++++ Dataset records ++++

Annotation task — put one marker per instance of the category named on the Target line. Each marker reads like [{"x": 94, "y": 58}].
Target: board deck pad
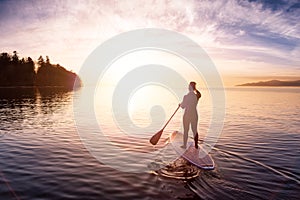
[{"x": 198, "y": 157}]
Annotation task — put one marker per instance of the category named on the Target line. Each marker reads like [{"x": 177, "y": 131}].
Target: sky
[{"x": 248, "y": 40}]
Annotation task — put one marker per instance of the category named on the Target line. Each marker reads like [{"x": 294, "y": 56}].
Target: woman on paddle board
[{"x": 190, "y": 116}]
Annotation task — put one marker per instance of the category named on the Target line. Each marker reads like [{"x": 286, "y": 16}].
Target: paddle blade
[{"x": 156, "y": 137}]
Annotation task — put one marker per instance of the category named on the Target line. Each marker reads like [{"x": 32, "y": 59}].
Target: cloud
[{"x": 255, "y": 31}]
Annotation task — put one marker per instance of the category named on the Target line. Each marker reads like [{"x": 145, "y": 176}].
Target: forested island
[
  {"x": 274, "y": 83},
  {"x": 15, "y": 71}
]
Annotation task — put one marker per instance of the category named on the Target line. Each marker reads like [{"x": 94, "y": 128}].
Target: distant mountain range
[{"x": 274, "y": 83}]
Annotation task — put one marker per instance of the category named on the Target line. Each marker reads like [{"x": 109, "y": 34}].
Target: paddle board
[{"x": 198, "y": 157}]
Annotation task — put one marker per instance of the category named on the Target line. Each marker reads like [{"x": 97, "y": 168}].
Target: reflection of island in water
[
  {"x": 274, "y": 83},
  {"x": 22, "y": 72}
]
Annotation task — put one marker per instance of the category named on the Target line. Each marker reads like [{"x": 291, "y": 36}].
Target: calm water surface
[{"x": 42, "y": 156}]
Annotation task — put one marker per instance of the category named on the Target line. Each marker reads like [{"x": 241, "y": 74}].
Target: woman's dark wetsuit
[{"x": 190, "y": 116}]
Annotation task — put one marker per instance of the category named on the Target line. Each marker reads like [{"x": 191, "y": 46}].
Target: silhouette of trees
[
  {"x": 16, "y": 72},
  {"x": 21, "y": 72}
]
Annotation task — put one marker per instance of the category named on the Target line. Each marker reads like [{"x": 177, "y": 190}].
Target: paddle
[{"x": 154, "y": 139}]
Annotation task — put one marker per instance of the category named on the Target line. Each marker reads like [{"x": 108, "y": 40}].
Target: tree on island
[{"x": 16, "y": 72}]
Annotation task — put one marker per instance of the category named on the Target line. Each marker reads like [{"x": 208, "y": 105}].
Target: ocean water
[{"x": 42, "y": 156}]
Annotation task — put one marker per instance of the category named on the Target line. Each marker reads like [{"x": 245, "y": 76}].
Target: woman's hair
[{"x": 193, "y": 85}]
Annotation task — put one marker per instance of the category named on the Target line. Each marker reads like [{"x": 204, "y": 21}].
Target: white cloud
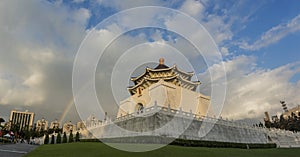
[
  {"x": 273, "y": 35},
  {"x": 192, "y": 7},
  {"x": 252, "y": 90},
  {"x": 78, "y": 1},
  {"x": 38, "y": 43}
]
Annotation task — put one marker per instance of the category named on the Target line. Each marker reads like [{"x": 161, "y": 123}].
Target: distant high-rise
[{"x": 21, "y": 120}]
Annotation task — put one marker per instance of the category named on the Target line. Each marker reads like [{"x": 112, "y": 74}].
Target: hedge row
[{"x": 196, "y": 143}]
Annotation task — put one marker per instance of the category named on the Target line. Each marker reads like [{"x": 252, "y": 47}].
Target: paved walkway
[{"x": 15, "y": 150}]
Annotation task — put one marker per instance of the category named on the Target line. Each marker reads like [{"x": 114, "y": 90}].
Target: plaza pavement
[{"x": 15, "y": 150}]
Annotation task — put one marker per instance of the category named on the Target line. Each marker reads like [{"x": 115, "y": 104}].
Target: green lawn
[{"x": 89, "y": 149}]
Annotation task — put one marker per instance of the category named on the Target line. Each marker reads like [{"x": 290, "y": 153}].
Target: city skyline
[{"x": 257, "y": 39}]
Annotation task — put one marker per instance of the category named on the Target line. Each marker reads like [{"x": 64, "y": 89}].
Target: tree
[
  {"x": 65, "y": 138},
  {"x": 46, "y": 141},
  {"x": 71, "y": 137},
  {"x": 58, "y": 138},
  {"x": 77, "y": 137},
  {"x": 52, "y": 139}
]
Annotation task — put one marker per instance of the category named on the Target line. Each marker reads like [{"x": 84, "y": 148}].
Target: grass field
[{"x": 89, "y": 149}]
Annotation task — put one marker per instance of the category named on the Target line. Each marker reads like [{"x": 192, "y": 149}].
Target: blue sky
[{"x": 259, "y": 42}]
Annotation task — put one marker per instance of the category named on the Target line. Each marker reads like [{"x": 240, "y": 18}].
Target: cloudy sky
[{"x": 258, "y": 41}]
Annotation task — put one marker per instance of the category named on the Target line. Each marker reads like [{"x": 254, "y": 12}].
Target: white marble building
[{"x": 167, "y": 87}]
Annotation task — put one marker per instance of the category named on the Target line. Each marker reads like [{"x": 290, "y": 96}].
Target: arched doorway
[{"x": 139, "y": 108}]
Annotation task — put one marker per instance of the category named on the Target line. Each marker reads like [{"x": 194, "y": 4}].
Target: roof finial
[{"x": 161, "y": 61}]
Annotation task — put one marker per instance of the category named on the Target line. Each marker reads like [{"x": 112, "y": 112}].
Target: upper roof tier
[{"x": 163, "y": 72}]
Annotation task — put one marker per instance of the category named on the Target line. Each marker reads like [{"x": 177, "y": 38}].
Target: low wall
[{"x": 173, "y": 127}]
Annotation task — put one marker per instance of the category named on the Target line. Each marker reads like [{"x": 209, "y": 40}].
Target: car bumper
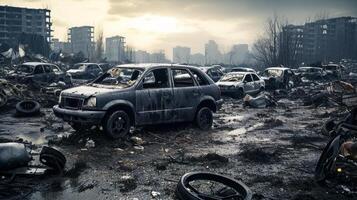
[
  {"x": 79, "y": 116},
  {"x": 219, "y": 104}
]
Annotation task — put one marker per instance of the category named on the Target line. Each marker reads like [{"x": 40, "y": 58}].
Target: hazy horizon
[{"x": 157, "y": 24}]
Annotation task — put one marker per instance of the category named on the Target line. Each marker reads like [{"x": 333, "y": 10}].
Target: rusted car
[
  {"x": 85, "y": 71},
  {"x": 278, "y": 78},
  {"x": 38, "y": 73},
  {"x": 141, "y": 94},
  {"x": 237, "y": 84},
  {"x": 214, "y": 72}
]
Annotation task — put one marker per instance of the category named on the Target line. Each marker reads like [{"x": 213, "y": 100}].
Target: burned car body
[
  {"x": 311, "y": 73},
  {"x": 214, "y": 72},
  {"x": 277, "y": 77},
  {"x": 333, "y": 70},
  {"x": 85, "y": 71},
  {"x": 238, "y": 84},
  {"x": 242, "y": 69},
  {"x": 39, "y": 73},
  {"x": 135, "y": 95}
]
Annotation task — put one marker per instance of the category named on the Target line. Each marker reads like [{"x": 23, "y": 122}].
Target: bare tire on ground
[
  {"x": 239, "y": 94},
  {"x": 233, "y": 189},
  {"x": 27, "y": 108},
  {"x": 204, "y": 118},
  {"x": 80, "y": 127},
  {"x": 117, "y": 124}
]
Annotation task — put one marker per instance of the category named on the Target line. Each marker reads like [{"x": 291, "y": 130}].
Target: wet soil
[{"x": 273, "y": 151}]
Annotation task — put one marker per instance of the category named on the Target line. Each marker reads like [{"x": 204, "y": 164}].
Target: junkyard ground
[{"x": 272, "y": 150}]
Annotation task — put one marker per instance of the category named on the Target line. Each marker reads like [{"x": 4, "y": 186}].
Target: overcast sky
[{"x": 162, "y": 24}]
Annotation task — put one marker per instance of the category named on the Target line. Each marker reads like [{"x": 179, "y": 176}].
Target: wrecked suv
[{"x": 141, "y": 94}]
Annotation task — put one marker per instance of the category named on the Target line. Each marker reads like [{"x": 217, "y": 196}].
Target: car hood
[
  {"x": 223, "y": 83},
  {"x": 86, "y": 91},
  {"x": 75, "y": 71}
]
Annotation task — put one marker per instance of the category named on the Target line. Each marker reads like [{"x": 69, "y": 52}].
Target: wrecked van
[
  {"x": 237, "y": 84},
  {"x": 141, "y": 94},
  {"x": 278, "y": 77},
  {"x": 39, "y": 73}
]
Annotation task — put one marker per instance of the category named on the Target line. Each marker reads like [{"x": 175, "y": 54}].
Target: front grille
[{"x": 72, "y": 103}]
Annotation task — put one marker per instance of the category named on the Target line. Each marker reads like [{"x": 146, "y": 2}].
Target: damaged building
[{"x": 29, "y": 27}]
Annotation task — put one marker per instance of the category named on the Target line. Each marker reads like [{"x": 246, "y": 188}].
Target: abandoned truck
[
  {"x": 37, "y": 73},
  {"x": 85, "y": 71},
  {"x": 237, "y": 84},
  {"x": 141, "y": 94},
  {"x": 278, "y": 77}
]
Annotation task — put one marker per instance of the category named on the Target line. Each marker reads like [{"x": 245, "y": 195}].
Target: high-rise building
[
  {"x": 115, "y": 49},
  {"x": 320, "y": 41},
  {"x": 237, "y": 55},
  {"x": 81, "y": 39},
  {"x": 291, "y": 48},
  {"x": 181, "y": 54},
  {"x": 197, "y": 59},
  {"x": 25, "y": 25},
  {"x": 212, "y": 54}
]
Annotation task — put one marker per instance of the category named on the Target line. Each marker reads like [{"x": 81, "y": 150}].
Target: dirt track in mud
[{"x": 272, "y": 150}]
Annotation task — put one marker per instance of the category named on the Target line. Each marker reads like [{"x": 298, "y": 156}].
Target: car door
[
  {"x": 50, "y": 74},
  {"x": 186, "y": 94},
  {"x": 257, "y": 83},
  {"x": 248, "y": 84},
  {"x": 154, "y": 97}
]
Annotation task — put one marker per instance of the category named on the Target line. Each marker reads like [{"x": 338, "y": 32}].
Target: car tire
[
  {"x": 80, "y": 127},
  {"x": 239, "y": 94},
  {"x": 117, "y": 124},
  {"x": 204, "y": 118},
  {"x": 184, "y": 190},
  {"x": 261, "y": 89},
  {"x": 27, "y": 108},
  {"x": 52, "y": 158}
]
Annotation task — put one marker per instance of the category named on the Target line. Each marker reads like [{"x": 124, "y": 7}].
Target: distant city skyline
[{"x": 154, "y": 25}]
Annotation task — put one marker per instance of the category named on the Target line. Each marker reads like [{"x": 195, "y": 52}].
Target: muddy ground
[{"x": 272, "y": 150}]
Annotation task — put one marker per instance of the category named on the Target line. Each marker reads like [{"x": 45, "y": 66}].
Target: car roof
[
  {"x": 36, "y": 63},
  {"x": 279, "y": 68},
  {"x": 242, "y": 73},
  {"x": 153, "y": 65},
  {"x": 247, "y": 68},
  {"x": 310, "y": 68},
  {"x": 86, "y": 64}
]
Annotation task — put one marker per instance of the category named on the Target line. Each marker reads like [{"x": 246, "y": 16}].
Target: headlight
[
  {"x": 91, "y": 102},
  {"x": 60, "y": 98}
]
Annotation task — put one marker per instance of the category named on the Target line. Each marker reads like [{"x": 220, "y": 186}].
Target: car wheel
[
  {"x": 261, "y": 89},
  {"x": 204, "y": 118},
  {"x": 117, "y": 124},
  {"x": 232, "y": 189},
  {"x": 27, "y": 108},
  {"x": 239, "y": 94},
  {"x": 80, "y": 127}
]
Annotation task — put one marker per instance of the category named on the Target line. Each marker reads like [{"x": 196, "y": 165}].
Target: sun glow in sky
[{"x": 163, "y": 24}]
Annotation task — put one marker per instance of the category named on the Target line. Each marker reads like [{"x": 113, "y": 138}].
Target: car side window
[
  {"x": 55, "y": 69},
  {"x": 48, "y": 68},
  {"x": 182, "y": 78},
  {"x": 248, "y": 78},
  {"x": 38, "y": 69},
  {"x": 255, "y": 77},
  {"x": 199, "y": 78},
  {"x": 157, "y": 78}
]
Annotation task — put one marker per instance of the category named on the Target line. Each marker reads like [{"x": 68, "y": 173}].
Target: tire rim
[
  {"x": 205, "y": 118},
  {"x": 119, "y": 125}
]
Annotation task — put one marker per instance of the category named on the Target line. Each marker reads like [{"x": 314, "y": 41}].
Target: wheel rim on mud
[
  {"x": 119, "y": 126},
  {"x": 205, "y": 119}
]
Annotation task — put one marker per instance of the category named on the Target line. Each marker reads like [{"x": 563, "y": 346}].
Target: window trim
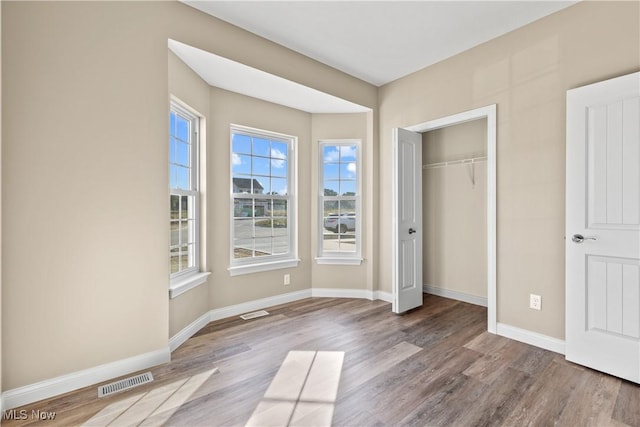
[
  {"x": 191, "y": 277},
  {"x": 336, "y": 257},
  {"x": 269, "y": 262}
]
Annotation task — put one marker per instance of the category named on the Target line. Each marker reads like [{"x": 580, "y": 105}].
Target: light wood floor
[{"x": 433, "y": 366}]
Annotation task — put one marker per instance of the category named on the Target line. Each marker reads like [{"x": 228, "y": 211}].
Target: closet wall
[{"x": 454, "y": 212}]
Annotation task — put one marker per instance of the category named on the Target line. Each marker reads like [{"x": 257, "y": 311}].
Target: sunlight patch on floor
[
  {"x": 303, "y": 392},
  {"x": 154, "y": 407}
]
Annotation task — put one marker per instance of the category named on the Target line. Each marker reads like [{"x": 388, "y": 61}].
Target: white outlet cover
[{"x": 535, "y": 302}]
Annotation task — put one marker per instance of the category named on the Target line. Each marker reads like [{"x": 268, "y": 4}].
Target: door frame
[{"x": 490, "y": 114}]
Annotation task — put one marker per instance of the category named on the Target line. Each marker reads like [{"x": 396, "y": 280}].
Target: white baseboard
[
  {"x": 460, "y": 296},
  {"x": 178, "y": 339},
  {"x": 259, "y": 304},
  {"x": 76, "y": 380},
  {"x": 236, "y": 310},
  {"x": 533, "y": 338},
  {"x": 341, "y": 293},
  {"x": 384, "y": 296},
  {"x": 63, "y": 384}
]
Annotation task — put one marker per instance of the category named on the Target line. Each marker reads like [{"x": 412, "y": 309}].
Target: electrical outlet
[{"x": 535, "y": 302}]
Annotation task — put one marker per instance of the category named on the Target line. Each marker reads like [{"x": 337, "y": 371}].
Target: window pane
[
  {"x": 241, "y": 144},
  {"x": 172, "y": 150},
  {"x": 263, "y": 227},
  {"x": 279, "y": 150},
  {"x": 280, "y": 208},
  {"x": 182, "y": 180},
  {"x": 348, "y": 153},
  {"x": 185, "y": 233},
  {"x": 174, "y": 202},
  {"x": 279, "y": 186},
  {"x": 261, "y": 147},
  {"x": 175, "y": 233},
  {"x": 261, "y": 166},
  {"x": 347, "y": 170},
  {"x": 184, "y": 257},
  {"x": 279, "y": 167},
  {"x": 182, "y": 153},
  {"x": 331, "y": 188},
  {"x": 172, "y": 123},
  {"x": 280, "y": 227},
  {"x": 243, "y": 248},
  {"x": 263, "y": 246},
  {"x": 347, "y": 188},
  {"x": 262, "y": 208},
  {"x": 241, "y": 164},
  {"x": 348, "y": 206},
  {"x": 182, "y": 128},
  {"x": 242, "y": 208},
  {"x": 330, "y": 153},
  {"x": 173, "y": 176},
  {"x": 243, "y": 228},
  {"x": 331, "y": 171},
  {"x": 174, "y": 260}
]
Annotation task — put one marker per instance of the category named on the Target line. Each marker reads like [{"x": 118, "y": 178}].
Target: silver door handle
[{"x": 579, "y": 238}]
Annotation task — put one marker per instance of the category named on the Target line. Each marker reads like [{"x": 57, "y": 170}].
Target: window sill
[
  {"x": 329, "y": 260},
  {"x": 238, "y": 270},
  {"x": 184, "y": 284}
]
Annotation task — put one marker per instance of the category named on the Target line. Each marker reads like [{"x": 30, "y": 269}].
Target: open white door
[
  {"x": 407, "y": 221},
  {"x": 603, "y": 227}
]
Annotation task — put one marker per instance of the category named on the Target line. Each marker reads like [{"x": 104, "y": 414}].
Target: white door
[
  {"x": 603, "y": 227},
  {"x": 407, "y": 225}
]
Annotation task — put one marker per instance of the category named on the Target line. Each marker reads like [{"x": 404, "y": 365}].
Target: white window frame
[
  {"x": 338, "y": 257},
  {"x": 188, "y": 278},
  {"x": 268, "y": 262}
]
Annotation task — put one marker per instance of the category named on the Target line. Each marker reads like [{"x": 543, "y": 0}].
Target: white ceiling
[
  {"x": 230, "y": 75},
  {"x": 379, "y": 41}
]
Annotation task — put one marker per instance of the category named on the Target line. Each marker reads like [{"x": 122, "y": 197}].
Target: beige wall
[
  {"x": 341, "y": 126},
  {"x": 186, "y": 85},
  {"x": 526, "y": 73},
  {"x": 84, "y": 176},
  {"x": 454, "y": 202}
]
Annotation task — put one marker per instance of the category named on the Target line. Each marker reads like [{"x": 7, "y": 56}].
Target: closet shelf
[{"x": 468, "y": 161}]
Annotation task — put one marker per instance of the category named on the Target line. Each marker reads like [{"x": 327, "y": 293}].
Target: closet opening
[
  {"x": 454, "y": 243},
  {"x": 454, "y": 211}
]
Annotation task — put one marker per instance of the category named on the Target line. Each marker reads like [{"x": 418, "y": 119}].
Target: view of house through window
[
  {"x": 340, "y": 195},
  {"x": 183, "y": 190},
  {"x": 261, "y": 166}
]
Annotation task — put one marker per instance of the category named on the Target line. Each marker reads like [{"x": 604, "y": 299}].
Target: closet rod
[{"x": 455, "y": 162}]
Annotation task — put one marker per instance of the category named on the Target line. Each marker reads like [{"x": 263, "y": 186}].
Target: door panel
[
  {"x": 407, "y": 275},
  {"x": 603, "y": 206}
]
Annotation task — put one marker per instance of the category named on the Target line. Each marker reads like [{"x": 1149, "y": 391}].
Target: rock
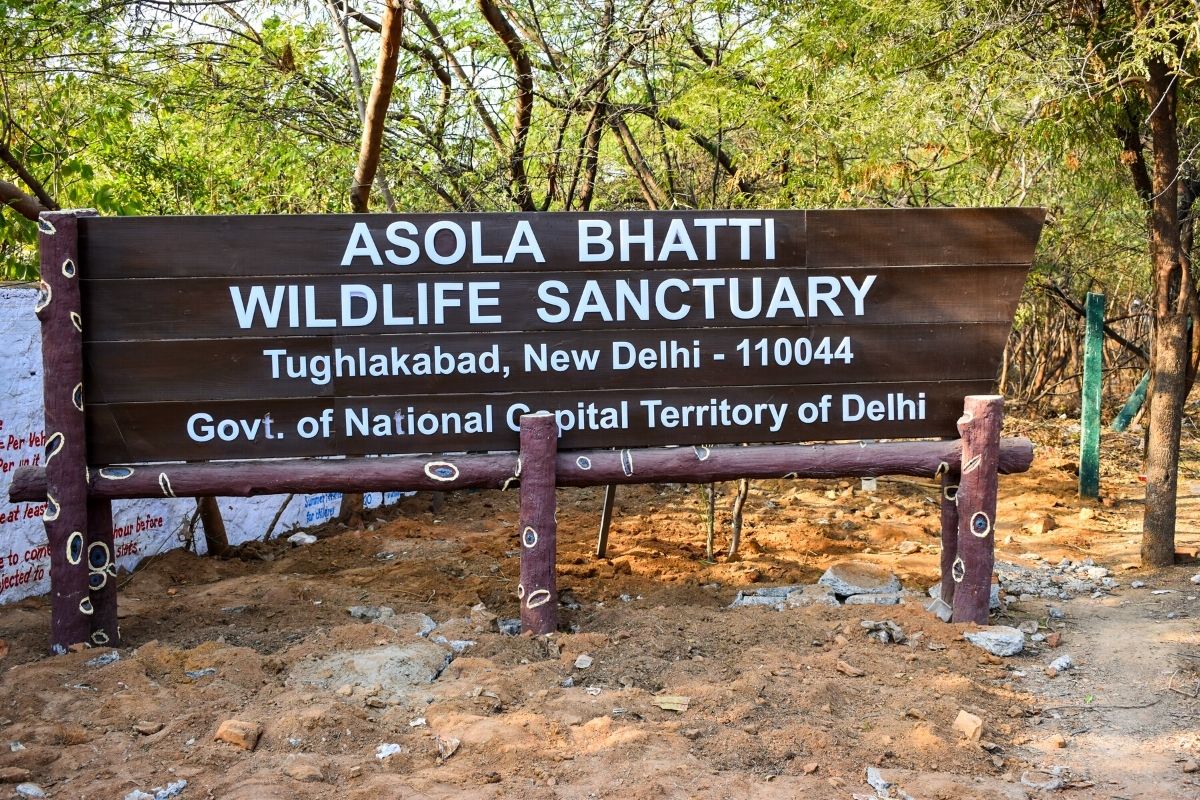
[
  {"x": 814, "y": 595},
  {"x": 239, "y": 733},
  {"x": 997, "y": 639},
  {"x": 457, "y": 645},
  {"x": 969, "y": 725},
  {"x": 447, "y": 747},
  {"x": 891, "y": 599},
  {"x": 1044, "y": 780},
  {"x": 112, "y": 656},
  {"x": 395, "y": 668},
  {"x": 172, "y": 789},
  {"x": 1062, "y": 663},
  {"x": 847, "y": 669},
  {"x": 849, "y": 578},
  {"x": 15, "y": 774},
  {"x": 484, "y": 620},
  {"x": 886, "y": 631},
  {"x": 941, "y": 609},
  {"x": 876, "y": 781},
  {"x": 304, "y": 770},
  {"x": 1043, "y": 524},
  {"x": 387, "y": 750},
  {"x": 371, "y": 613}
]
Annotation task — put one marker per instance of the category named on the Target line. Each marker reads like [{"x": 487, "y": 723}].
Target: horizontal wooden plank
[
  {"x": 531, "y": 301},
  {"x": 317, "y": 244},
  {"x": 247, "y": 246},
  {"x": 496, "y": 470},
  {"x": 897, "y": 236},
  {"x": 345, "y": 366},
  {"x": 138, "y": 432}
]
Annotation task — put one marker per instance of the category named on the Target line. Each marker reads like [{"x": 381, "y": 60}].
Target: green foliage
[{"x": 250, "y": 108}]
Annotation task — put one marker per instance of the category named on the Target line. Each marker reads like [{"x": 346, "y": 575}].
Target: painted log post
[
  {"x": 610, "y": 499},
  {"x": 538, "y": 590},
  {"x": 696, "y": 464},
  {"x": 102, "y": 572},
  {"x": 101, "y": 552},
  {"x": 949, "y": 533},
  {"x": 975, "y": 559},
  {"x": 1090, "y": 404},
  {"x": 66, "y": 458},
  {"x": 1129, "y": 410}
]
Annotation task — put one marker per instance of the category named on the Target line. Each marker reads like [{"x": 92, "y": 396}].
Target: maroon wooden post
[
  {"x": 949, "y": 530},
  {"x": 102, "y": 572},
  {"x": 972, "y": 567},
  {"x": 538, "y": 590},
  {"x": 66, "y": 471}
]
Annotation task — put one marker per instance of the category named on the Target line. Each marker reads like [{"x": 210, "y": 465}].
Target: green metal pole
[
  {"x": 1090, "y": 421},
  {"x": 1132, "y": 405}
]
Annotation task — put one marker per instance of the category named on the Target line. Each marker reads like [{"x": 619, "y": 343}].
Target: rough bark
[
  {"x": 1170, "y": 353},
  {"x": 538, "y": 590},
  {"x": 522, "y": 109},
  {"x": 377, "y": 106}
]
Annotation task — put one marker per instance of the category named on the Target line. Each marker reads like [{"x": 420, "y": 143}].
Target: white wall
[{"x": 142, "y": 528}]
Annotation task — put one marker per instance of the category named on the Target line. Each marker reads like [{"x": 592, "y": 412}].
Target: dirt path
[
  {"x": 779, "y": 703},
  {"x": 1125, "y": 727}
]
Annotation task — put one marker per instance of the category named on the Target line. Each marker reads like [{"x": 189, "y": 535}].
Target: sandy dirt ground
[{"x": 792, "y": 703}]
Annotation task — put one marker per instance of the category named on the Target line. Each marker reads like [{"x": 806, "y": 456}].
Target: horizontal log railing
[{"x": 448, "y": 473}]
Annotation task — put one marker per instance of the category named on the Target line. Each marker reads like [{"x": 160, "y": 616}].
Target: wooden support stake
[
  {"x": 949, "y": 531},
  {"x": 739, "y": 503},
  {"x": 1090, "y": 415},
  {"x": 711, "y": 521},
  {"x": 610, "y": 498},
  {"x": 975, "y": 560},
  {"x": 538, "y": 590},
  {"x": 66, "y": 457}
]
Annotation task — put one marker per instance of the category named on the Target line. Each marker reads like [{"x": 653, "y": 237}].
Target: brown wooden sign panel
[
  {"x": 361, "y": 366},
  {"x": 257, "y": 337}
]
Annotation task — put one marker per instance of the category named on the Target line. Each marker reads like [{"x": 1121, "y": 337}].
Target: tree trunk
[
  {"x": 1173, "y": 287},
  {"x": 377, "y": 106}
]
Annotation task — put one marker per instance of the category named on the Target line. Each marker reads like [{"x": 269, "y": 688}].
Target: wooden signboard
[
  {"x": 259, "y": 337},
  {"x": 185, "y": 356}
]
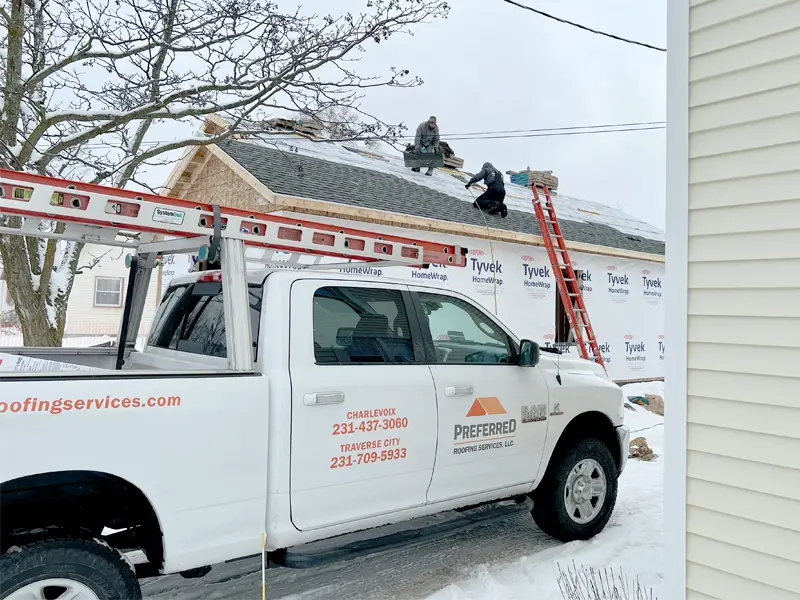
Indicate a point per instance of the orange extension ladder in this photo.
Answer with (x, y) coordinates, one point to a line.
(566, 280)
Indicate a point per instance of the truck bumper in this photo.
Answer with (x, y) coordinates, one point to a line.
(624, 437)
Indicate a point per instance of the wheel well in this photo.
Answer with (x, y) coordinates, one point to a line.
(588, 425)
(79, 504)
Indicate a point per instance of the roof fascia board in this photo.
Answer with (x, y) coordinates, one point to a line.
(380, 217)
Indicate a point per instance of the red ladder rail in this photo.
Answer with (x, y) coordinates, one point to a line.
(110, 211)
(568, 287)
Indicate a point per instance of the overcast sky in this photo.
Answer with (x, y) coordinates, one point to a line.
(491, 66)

++++

_Instructions to follow:_ Render the part of the listing that begins at the line containing "Indicate a point per instance of the wheel" and runs through the end of the listing as a two-column CSV with the columns "prompt" and "reply." Each row should give one item's text and its answer, with each field quoted and any line breaks replaced by spaces.

_Result:_
prompt,reply
"Indicate a point per instance of the wheel well in this photo. Answer with (x, y) coordinates, one point to a line.","(588, 425) (79, 504)"
"Indicate a point per instance of the roof fascia board in this photo. Answer with (x, y) coordinates, one point to a line.","(380, 217)"
"Indicate a point per instance of the red ladder rail in this photo. Answer with (x, y) coordinates, one point to a line.","(110, 211) (568, 287)"
"Indicate a point per instance of the overcast sky in this photo. Answer with (x, y) coordinates, one point to a line.","(491, 66)"